TO BE DONE. The records are set out below this line. Return exactly the lines from the one containing "railing, that would be wonderful." through the last, and exclude the pictures.

········

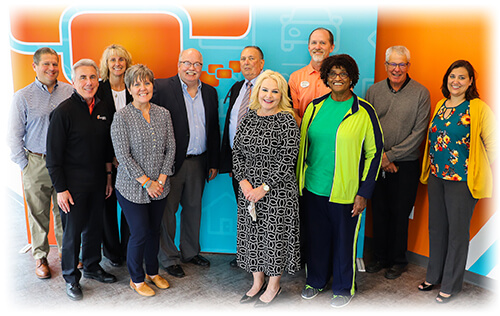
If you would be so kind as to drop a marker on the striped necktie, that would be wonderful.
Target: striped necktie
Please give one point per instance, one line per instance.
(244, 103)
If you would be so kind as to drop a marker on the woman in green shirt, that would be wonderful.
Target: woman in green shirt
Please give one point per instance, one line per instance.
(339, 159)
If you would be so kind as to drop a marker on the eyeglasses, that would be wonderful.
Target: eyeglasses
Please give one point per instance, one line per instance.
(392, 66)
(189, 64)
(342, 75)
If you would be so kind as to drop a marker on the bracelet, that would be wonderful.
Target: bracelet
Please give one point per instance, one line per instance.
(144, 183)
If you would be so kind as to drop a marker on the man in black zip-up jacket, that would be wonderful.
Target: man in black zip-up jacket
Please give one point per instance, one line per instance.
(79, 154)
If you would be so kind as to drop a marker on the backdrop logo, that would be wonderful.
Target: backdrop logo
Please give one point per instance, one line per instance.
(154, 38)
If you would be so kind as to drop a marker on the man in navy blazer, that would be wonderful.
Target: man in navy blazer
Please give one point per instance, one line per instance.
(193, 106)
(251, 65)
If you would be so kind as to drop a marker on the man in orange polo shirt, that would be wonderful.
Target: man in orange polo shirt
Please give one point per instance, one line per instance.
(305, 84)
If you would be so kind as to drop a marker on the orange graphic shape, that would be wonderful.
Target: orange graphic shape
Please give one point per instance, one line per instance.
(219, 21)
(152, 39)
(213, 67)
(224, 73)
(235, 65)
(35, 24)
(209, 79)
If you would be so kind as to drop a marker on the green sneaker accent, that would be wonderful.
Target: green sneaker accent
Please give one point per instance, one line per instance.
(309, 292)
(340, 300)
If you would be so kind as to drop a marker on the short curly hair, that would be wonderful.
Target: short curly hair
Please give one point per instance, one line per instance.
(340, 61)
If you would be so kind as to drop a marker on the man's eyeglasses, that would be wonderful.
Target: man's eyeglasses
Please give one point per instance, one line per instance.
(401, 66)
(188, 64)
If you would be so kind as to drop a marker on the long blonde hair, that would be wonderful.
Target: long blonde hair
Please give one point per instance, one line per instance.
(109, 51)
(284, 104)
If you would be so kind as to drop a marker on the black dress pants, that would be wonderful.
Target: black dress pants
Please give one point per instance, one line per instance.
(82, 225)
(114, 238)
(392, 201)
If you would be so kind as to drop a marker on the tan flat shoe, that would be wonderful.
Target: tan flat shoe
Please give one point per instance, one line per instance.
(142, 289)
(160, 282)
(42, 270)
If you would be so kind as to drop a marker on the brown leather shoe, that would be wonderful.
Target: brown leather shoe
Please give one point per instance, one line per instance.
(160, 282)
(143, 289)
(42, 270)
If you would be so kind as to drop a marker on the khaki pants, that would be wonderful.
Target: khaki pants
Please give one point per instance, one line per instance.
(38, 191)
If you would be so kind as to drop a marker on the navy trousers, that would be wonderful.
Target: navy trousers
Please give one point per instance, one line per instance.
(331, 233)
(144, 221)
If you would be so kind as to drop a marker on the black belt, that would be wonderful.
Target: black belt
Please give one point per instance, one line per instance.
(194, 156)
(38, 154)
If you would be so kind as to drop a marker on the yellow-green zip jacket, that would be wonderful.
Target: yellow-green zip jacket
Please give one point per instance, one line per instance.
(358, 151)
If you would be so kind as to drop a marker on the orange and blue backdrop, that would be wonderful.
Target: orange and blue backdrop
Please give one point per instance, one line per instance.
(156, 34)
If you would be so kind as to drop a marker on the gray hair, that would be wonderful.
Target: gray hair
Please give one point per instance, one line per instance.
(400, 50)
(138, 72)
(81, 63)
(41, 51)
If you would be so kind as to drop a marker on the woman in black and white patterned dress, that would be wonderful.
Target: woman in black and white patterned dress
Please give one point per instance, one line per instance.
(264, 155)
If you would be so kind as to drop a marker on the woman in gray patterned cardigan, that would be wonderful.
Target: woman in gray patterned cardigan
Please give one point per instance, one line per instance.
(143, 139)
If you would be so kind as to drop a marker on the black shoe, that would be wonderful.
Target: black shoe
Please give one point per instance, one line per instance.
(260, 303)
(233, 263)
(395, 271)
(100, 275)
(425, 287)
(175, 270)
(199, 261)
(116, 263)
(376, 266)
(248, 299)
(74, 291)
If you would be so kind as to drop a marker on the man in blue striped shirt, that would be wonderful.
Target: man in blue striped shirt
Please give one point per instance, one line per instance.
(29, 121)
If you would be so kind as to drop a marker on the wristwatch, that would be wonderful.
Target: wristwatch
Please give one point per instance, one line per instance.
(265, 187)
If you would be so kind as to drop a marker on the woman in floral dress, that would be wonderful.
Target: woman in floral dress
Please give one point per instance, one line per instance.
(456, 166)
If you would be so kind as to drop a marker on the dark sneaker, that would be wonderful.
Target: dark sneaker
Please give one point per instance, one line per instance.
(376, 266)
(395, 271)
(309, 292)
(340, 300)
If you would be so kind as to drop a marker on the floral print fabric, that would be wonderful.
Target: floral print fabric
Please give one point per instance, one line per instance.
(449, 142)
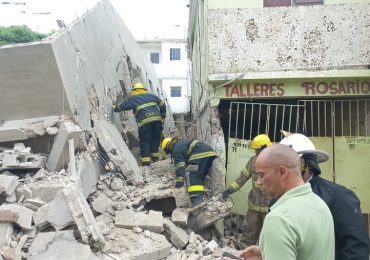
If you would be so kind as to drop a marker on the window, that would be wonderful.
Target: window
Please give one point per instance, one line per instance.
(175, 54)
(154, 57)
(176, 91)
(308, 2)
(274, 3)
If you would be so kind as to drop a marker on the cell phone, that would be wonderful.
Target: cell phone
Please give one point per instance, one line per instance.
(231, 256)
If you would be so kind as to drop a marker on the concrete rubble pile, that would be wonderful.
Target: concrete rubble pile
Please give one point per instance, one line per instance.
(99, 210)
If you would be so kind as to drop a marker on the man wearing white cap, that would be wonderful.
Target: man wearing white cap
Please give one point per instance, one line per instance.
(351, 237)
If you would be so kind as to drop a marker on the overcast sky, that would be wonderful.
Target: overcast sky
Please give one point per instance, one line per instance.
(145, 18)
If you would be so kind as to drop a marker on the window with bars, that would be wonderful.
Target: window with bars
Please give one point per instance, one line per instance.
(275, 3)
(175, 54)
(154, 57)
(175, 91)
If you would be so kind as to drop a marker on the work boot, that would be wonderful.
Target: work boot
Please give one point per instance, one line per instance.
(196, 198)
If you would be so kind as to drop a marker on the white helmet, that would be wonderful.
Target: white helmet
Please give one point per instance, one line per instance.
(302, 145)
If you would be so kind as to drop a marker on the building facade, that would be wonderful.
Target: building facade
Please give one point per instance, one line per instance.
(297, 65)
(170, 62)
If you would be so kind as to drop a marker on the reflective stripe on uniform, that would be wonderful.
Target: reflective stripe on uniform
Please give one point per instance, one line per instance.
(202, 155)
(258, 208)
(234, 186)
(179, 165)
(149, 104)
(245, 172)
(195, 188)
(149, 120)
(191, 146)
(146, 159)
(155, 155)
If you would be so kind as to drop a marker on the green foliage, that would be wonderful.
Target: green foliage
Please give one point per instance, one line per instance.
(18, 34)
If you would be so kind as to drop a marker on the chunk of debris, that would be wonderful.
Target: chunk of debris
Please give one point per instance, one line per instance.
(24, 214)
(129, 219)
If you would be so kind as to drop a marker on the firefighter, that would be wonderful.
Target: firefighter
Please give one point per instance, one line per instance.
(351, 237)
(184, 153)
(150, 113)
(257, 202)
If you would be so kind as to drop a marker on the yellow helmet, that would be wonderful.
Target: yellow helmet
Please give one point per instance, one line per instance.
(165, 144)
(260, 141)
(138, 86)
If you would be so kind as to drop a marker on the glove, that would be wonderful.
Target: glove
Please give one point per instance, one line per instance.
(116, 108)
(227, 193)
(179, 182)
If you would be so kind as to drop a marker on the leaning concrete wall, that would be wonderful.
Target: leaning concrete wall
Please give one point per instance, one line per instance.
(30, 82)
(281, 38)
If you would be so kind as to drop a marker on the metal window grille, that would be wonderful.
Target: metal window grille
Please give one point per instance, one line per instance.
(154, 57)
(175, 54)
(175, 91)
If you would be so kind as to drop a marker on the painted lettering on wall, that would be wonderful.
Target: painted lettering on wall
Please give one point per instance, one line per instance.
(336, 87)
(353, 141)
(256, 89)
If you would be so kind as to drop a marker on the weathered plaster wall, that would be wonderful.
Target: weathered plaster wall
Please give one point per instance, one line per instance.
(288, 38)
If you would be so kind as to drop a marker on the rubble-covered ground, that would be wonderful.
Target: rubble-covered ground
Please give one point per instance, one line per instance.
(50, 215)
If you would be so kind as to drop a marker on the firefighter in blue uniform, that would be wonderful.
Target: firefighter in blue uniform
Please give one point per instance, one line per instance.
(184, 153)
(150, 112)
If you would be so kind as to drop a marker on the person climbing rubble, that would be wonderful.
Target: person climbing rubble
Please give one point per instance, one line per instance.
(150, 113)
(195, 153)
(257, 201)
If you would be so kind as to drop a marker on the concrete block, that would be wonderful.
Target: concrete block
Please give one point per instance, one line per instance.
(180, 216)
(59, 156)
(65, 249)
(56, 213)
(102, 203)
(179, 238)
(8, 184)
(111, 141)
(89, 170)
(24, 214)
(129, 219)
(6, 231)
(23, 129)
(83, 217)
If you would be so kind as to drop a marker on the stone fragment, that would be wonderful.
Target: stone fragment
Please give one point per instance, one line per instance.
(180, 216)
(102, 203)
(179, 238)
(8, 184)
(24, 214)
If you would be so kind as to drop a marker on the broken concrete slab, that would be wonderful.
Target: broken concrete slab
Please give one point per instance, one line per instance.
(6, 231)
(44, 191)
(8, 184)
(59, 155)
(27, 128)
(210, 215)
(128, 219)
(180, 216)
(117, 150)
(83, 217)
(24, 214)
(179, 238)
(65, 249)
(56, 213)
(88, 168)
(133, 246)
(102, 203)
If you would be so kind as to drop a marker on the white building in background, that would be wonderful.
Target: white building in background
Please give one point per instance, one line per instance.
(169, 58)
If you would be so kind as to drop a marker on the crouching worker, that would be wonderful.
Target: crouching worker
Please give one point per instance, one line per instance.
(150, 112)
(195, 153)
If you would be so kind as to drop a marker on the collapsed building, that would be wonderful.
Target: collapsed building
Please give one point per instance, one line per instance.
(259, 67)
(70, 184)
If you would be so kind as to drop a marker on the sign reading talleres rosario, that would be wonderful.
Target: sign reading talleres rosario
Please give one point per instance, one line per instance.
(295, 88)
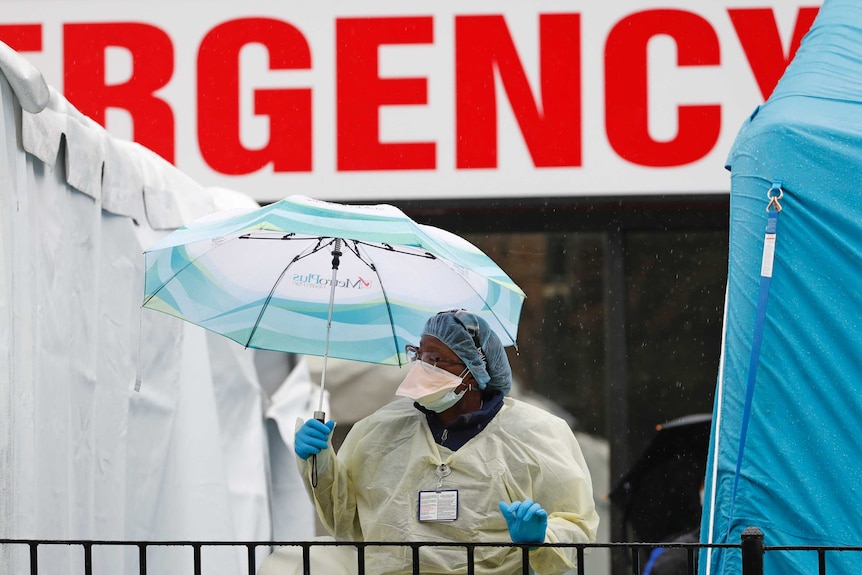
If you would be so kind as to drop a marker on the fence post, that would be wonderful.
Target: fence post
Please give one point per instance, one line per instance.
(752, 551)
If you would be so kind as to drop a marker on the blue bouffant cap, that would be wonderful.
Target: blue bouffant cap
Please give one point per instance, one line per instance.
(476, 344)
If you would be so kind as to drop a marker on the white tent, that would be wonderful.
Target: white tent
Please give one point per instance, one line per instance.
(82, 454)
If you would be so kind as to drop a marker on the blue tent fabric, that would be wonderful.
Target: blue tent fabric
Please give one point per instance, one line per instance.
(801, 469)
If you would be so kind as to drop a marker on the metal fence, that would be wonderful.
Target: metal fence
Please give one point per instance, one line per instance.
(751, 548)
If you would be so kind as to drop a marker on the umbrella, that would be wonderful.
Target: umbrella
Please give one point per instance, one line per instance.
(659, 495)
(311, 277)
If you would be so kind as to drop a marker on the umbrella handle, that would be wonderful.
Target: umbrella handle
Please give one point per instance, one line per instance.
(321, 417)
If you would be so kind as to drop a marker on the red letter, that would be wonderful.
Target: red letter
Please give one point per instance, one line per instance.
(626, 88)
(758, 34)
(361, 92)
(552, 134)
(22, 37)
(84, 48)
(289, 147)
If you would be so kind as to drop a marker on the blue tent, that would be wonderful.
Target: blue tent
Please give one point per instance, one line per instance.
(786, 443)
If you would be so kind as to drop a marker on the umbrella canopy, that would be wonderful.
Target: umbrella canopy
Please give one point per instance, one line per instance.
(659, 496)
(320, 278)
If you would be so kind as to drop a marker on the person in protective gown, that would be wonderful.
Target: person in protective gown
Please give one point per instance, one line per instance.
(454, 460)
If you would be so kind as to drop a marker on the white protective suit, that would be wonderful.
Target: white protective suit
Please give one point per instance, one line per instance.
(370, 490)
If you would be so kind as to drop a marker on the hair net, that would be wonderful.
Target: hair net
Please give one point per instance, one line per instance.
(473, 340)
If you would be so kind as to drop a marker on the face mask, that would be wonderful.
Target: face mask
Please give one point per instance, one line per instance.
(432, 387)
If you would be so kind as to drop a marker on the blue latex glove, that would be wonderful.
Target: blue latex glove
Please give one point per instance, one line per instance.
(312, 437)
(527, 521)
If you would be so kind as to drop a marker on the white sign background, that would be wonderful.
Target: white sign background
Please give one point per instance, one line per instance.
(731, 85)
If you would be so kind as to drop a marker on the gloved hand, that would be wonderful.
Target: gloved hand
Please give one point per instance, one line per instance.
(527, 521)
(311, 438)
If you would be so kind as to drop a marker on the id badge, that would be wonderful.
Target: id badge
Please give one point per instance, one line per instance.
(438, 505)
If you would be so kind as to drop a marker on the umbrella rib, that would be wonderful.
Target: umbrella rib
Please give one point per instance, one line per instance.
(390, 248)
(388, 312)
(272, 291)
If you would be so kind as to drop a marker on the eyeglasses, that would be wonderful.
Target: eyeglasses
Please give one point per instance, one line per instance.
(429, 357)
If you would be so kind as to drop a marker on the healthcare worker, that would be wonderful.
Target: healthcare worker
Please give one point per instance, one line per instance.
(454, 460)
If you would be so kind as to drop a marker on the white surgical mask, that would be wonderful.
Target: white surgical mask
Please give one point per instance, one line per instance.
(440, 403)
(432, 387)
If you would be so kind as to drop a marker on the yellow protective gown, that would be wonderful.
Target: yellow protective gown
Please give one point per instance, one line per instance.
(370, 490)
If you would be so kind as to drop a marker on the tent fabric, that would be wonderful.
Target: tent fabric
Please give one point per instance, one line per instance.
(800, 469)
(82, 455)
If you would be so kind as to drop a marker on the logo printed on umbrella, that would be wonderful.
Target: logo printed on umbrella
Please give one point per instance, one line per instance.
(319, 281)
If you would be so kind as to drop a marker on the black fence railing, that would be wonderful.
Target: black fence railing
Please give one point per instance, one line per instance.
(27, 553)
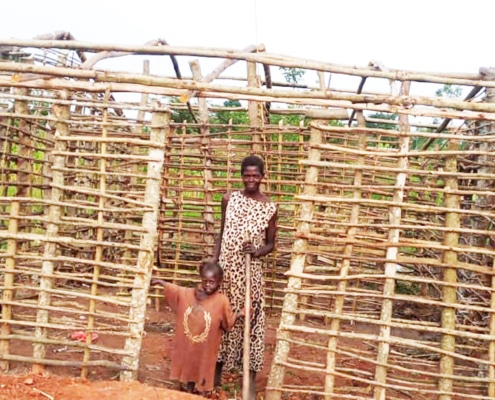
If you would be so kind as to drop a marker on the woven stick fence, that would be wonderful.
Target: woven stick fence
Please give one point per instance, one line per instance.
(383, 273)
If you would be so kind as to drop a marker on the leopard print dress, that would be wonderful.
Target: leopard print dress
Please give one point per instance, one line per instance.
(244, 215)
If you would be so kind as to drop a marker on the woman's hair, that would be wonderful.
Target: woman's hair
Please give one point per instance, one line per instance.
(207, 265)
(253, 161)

········

RESPONSE TO THIS EXERCISE.
If you would be so kind as to drop a marker on the black fence railing, that would be wonderful.
Target: black fence railing
Please give one point per instance, one line per instance.
(27, 553)
If you would be so kind as to drop a marker on the woven stick fence, that would be wonderful.
Target: woven stick fence
Please give one point per instance, one line per instance.
(383, 273)
If you would be so kind as to drop a marker on the leopard print dress, that would be wonderful.
Target: leopard print dress
Please give one point per instance, one line per instance.
(244, 215)
If you would be so kind as to drop a marker on the woman's hair, that would be wonderful.
Target: woman's hair
Please give one point per instance, one line per instance.
(207, 265)
(253, 161)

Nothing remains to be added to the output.